▸ EXCERTO
“Os centros de decisão estão a deixar os Açores”

monteiro-da-silvaEm entrevista ao programa “Conversa Fiada”, da Rádio Açores/TSF, Monteiro da Silva analisa o actual estado da economia açoriana, onde defende o papel do Governo Regional, fala da sua saída da EDA, critica a falta de entendimento na gestão da água nos Açores e a venda de parte da Globaleda .

 

Monteiro da Silva, licenciado em Economia, é actualmente juiz-conselheiro do Tribunal de Contas. Foi antigo presidente da Associação para a Promoção do Investimento dos Açores (APIA), da EDA e das câmaras do Comércio e Indústria dos Açores e de Ponta Delgada. É também professor da Universidade dos Açores, onde foi director do Departamento de Economia e Gestão.

▸ O QUE FAZER
1. Indique todas as entidades de que Monteiro da Silva foi presidente, segundo o excerto.
2. Por favor, retome o excerto sobre a entrevista de Monteiro da Silva a partir da última frase apresentada.

(Registos de rotulagem e segmentação)
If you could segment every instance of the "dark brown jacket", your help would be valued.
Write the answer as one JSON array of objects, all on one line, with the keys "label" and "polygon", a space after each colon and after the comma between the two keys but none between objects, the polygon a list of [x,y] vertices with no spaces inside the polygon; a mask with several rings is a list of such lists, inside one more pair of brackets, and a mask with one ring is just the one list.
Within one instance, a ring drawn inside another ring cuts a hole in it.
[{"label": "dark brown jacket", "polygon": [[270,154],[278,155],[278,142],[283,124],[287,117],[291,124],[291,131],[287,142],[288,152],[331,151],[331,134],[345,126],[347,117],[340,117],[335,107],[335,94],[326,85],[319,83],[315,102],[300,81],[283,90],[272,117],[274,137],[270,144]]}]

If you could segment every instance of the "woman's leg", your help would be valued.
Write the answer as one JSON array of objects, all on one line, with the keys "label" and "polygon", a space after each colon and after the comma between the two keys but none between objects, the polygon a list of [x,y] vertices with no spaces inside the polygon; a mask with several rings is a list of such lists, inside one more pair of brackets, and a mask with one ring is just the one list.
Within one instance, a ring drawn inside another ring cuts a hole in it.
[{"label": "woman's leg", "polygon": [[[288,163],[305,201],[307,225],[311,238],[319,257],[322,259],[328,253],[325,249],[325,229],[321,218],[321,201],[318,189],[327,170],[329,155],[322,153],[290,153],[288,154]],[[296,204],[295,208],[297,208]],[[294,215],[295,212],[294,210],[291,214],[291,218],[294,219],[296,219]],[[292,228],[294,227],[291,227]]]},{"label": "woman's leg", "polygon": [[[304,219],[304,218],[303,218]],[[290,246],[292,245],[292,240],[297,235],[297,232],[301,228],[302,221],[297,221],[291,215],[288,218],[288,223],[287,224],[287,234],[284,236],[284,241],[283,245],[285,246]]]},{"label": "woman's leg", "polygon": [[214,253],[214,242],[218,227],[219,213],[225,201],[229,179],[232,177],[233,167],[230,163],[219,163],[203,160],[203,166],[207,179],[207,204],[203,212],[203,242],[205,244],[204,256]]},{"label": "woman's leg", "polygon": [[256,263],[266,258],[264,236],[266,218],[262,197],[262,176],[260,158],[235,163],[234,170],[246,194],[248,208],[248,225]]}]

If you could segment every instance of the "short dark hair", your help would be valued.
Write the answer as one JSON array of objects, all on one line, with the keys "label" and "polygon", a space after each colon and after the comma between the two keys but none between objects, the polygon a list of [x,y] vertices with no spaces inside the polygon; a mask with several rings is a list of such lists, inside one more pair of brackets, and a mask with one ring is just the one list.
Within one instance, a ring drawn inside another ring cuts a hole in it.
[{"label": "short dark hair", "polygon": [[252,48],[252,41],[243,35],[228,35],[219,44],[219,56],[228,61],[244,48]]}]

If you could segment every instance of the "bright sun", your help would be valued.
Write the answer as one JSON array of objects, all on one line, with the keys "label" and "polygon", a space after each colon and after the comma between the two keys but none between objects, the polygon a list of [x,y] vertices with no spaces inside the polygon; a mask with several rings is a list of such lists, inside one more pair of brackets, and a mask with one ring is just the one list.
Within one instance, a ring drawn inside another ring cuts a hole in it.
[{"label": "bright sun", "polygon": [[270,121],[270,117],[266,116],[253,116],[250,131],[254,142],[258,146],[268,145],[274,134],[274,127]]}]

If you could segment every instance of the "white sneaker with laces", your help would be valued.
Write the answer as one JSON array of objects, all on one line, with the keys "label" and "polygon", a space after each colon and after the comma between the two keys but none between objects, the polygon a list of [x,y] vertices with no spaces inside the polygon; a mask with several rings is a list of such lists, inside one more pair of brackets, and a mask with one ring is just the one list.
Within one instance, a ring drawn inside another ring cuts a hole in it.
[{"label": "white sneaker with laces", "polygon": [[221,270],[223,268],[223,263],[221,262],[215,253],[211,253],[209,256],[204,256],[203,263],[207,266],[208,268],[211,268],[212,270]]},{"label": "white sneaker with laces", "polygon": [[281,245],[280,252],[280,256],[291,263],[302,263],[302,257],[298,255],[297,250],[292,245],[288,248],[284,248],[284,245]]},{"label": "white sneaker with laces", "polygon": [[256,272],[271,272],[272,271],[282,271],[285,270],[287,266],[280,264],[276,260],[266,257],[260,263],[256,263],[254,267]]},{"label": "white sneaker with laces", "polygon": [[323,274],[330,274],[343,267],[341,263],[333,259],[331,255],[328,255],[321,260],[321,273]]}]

▸ RESPOSTAS POR TAREFA
1.
- Associação para a Promoção do Investimento dos Açores (APIA)
- EDA
- Câmara do Comércio e Indústria dos Açores
- Câmara do Comércio e Indústria de Ponta Delgada

2.
No contexto actual de crise internacional, os Açores deveriam, na sua opinião, fazer uma pausa para reflectir e pensar no modelo de desenvolvimento a seguir no futuro? 

Estamos sempre a tempo de o fazer, embora hoje seja cada vez mais difícil, quando se julga já saber tudo e ter sempre uma solução na manga. Mas é evidente que estamos hoje numa economia muito artificializada em relação ao passado, onde tínhamos uma economia isolada, mas também mais “real”… No passado, tínhamos de encontrar localmente soluções para todas as nossas necessidades, agrícolas e industriais. Hoje, o avião e o barco trazem tudo o que for necessário, logo que haja dinheiro, e a nossa integração europeia cria condições para financiar esse tipo de sociedade.

 

Mas temos sabido utilizar bem esses fundos comunitários?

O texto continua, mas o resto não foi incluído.